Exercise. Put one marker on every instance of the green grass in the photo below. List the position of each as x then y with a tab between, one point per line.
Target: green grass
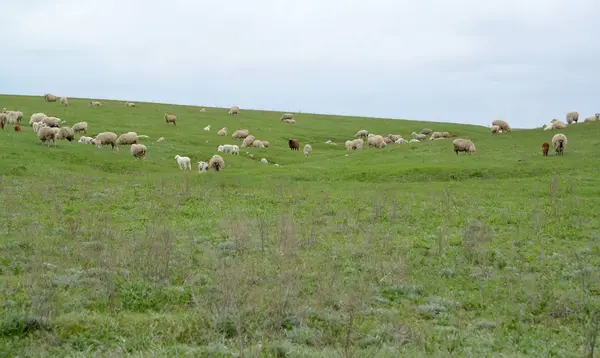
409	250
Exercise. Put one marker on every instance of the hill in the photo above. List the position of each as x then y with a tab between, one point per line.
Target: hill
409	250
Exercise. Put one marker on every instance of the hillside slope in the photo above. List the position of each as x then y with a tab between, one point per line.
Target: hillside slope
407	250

--

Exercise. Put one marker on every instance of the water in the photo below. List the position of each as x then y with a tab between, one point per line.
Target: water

* * *

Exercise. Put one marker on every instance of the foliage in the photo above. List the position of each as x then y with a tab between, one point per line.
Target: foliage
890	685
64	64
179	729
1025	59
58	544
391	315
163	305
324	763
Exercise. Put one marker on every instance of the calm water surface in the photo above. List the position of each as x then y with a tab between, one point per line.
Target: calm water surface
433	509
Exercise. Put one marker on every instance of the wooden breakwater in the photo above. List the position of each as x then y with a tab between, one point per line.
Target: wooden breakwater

*Exercise objective*. Pull out the lines above in which the word "wooden" appears.

*Response*.
Exercise. Put one marker on every instance of the wooden breakwater in the photo above. List the position of each as x then y with a tab between, one point per line.
Target: wooden breakwater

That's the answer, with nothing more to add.